- DO THIS -
Print exactly the lines from the one containing "the green foliage" through the last line of the listing, both included.

:::

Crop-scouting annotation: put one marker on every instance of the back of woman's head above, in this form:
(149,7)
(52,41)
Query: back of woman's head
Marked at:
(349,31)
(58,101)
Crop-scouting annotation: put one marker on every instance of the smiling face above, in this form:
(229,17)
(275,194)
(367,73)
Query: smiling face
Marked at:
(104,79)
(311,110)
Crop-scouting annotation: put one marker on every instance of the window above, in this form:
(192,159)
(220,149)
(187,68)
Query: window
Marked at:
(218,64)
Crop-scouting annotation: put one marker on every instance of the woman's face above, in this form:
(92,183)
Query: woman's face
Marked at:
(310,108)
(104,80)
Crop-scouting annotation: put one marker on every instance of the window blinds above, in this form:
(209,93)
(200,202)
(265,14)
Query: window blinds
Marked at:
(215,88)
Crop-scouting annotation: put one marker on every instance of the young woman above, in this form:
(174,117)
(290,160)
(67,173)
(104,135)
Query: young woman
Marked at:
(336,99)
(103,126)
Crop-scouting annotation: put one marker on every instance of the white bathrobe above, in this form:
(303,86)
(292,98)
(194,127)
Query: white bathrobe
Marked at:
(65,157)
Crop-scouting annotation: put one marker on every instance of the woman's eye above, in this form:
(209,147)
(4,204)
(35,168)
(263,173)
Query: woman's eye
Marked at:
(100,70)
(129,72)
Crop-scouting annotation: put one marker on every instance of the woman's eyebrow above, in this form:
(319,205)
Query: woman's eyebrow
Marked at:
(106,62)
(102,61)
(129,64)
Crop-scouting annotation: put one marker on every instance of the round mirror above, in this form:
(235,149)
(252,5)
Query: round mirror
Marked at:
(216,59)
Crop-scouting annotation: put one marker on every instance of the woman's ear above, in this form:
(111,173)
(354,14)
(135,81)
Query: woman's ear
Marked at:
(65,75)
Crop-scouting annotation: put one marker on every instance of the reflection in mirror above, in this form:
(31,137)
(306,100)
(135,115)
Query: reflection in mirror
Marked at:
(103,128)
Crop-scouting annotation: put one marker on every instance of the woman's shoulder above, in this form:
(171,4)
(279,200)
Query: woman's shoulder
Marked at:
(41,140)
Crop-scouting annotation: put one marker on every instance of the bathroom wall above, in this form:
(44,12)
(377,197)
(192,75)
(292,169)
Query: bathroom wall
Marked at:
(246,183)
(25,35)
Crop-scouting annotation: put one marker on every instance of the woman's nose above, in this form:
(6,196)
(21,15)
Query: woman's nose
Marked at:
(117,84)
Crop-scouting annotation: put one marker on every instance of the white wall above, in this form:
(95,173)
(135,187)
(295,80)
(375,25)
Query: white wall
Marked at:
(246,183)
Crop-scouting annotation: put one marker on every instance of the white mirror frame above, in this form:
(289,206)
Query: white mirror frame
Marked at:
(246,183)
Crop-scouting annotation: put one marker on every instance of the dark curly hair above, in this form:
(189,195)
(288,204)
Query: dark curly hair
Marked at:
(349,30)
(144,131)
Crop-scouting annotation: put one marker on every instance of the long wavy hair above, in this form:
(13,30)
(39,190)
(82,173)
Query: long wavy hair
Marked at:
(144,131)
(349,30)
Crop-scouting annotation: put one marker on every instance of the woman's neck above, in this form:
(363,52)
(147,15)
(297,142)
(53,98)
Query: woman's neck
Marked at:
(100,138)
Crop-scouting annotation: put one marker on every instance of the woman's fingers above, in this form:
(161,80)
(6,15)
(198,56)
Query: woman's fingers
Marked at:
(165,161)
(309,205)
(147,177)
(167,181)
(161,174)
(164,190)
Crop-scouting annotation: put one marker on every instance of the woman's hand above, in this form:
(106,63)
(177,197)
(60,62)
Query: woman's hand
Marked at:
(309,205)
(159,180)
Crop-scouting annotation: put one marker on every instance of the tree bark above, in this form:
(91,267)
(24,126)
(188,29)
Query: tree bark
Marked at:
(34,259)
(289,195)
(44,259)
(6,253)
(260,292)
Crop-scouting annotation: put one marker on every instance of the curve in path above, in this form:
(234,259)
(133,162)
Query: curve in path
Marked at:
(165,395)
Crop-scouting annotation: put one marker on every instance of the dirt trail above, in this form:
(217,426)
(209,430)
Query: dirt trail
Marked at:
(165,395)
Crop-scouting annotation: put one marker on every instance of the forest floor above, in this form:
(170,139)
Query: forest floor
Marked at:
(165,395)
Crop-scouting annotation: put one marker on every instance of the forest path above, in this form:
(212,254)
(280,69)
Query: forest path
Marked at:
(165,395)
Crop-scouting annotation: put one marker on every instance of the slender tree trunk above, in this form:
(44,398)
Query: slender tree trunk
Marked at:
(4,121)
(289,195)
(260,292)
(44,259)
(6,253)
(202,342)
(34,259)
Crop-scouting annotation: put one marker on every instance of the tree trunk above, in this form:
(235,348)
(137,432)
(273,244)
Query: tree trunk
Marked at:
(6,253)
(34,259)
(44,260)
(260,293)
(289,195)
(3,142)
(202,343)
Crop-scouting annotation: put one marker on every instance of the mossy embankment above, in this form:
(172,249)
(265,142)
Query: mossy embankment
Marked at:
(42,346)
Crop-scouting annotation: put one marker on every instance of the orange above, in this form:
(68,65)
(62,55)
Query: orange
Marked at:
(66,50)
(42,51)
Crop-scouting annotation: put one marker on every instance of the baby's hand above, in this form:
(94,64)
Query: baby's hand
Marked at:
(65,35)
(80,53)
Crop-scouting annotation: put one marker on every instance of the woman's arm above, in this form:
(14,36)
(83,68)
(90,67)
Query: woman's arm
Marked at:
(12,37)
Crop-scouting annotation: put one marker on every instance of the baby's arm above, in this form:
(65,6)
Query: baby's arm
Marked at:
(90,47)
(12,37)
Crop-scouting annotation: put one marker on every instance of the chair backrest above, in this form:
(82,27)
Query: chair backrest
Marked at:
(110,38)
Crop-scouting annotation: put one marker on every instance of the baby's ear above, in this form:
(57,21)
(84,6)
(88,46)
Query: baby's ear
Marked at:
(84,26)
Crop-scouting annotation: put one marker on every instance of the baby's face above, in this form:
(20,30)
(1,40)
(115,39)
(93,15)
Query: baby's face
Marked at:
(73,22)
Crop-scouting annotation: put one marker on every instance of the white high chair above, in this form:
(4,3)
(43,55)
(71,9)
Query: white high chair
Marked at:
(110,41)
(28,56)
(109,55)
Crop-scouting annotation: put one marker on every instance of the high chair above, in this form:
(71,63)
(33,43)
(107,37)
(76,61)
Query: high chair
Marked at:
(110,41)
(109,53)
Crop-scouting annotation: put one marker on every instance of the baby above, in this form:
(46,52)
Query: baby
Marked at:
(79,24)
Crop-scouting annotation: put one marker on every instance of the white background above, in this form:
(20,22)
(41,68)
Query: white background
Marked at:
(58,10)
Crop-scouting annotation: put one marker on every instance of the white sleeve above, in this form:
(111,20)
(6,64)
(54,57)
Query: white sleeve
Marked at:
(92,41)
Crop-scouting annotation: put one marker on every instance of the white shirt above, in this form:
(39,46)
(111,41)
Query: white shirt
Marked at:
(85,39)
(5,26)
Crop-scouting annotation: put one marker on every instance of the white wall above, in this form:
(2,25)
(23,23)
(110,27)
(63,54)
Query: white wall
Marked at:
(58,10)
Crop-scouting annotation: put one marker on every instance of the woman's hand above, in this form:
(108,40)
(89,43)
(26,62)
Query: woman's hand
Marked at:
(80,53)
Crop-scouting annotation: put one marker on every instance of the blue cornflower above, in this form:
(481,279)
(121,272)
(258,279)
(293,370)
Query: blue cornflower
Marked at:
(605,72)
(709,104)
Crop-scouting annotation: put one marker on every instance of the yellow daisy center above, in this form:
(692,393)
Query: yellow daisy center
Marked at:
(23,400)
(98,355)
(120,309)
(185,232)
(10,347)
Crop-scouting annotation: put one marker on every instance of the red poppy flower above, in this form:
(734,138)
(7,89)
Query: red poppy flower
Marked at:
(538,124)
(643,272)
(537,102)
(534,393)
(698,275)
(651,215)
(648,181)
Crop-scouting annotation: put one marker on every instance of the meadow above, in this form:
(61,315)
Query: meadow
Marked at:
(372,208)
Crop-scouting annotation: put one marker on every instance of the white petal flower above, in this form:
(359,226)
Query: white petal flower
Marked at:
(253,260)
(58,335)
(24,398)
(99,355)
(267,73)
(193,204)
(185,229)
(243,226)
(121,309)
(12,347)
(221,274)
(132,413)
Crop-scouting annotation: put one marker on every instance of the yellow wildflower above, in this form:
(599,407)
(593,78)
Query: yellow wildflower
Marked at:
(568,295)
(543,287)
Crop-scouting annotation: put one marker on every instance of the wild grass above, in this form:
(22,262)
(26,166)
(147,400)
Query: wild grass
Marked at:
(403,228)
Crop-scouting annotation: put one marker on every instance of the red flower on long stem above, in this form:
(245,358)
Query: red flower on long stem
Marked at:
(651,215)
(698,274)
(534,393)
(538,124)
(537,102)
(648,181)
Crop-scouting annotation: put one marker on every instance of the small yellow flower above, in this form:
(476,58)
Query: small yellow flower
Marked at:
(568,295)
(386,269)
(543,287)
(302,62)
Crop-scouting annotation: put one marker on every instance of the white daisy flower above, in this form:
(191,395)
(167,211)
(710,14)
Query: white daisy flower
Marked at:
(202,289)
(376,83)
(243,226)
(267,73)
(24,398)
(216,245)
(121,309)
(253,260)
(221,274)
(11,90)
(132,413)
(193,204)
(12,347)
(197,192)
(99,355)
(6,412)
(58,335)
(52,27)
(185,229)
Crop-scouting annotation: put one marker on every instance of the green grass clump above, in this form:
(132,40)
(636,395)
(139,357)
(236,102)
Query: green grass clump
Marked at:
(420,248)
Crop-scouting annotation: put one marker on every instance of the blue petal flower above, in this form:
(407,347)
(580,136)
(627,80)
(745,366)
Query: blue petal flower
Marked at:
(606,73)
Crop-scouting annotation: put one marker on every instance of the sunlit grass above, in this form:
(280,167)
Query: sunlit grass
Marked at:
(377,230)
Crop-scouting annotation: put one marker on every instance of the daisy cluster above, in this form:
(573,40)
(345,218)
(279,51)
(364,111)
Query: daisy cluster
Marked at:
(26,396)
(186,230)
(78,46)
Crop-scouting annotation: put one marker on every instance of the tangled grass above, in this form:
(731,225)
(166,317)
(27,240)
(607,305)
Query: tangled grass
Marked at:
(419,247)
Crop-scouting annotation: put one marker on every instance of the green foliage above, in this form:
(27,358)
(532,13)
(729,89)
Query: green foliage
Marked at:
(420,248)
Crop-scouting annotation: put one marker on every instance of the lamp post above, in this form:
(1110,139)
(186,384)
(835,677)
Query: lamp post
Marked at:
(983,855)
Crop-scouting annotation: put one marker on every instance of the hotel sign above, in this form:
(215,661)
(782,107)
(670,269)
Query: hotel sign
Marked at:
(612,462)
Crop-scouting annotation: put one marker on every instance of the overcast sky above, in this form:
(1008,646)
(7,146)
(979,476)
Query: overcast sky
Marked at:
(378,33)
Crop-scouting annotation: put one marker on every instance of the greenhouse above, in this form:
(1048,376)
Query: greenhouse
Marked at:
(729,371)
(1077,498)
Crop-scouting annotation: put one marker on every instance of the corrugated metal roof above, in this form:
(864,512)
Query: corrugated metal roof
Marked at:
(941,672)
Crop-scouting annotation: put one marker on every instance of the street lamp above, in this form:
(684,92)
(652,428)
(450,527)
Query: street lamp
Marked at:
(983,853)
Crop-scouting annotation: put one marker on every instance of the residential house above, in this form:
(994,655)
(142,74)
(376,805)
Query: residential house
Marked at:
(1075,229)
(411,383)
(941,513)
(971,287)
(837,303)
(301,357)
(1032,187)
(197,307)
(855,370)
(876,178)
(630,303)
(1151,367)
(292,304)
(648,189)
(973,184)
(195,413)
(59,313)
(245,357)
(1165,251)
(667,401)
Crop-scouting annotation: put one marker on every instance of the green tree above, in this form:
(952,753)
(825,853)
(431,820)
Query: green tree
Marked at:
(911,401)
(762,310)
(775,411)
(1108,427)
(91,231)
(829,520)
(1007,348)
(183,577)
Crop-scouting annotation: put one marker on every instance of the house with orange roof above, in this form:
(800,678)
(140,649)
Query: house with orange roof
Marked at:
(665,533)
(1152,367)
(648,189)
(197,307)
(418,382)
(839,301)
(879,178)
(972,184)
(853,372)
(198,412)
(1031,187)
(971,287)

:::

- TASK OUTPUT -
Crop-scouting annotation: put one marker on every instance of the green foliage above, in this form:
(27,358)
(532,13)
(729,89)
Query: green foliage
Marked at:
(420,248)
Crop-scouting annotation: put one marker on every instance of the lamp post above, in this form:
(1110,139)
(186,384)
(835,677)
Query: lamp post
Marked at:
(983,855)
Crop-scouting annotation: put one marker on every instance of the hotel sign above, in this form:
(215,661)
(782,107)
(670,269)
Query: hotel sign
Marked at:
(612,462)
Crop-scouting annotation: put one marker on every instance of the overcast sky above, in this form:
(1008,646)
(7,146)
(979,476)
Query: overcast sky
Marked at:
(378,33)
Crop-scouting annotation: put one marker on every instance of the greenhouse above, in this form:
(1048,376)
Query: greenhouse
Marked at:
(729,371)
(1077,498)
Crop-scouting annotation: put one marker on every instance of the corrugated metal roof above, in this form:
(864,512)
Query: corrugated metal roof
Marked at:
(941,672)
Crop-scouting annotation: put one marker on every instance of the street lamp above, in this form:
(684,92)
(652,428)
(450,527)
Query: street lamp
Marked at:
(983,853)
Crop-scouting annotation: put one marker on every instance of the residential house above, in this form:
(994,655)
(142,74)
(376,805)
Query: residential house
Marked at:
(1075,229)
(411,383)
(941,513)
(971,287)
(837,303)
(301,357)
(1032,187)
(197,307)
(855,370)
(876,178)
(630,303)
(1151,367)
(292,304)
(648,189)
(973,184)
(195,413)
(59,313)
(245,357)
(1165,251)
(667,401)
Crop-scouting annotation: put one marker on every instance of the green tree above, in this form:
(952,753)
(825,853)
(431,820)
Query: green tree
Marked at:
(911,401)
(762,310)
(775,411)
(1108,427)
(91,231)
(829,520)
(1007,348)
(183,577)
Crop-scouting annotation: put one marker on every instance of the house with orange roof above, in this form:
(800,678)
(140,649)
Query: house with orange roof
Marked at:
(665,533)
(1152,367)
(648,189)
(197,307)
(418,382)
(839,301)
(879,178)
(972,184)
(853,372)
(198,412)
(1031,187)
(971,287)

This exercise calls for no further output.